= Short task =
Can you rewrite every line of the listing below as a JSON list of strings, one string per line, leaving out any blank lines?

--- Start of Data provided ---

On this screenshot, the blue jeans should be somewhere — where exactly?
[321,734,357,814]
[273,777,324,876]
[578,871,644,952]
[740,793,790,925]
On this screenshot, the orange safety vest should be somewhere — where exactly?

--- End of Data provided ---

= Answer to this problem =
[
  "On this screenshot, the blue jeans should be somewhere — where exactly?",
  "[321,734,357,814]",
  "[273,777,324,876]",
  "[578,871,644,952]",
  "[740,793,790,925]",
  "On this screenshot, the orange safety vest should be somewhere — where exactly?"
]